WHAT YOU HAVE TO DO: Rewrite only the lines starting with the one containing "of the muddy" and going on through the one containing "leg with a single point, one per instance.", requests included, and raise every coordinate value in the answer points by 48.

(Rows from a collection)
+ + +

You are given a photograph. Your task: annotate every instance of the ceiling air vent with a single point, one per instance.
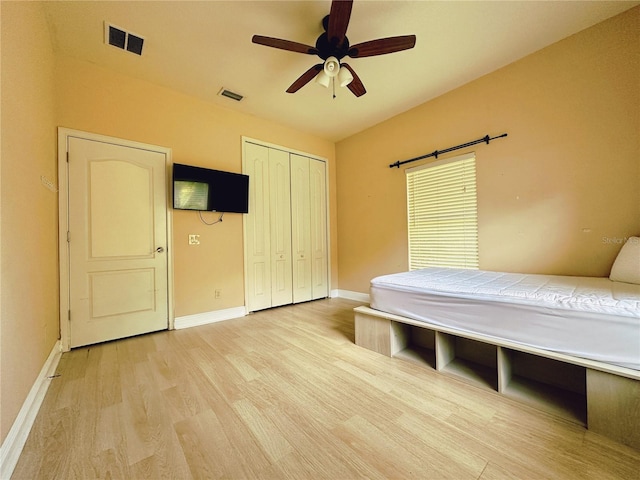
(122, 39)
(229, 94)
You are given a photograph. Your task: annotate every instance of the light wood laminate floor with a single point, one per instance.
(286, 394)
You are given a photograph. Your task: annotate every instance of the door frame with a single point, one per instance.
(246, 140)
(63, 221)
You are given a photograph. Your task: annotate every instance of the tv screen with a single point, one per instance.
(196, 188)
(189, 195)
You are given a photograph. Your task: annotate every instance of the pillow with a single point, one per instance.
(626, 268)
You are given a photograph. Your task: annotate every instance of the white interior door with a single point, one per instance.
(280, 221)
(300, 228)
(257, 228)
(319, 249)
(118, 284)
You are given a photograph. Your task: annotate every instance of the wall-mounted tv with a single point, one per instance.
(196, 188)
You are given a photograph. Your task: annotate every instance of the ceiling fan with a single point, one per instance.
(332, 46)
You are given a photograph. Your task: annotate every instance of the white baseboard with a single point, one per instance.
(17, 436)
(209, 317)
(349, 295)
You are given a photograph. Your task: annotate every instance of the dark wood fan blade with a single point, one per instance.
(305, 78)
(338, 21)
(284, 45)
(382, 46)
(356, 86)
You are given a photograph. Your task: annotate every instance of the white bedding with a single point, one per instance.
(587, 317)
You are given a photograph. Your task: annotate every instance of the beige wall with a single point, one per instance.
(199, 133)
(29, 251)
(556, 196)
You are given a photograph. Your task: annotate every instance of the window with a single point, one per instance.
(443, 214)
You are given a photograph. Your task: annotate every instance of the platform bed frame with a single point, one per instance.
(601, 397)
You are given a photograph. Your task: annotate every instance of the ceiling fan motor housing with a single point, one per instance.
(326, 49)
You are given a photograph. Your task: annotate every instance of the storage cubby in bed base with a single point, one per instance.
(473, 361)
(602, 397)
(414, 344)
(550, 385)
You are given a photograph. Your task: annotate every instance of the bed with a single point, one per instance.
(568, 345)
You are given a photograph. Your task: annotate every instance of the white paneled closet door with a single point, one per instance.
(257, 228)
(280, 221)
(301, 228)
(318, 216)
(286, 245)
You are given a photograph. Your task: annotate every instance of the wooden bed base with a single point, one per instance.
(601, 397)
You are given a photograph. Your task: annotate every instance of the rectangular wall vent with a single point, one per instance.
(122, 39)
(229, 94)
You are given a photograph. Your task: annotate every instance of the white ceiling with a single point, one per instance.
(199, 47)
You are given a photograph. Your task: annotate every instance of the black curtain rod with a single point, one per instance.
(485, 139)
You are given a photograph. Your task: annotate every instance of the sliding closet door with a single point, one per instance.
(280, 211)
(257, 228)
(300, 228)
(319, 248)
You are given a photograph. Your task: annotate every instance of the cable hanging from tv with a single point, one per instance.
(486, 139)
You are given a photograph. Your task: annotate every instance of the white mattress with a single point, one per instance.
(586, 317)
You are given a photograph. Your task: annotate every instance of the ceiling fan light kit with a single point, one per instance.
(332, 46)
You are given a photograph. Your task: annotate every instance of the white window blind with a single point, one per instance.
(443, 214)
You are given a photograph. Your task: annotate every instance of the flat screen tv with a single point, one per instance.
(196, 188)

+ + +

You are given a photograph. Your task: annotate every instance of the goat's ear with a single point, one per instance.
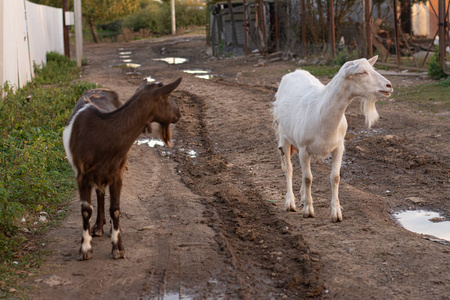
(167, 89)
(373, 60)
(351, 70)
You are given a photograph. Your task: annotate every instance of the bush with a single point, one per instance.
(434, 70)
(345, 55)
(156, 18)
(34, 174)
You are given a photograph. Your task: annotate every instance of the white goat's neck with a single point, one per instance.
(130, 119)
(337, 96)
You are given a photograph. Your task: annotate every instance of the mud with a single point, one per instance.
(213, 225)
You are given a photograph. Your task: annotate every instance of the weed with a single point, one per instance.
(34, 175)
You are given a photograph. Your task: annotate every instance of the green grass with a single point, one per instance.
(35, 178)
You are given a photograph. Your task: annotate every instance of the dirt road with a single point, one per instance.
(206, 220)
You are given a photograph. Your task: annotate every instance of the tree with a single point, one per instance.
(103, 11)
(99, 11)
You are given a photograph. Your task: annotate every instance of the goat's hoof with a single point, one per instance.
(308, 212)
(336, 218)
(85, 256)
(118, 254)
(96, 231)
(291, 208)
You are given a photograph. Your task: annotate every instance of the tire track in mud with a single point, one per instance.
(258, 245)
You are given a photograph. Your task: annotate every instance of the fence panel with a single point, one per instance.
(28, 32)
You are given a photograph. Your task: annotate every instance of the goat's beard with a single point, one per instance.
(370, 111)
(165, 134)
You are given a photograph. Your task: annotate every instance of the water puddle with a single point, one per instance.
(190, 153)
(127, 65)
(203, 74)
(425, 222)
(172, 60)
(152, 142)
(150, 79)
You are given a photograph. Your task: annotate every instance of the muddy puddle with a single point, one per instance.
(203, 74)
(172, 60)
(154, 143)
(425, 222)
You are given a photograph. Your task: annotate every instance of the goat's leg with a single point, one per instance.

+ + +

TASK RESULT:
You are given a photograph. Your task: annotate every instance of the muddy puddle with a single point, one per instance.
(251, 122)
(220, 108)
(202, 191)
(473, 270)
You are given a photograph. Your task: annotate every instance of the goat's leg with a single point, one per instance.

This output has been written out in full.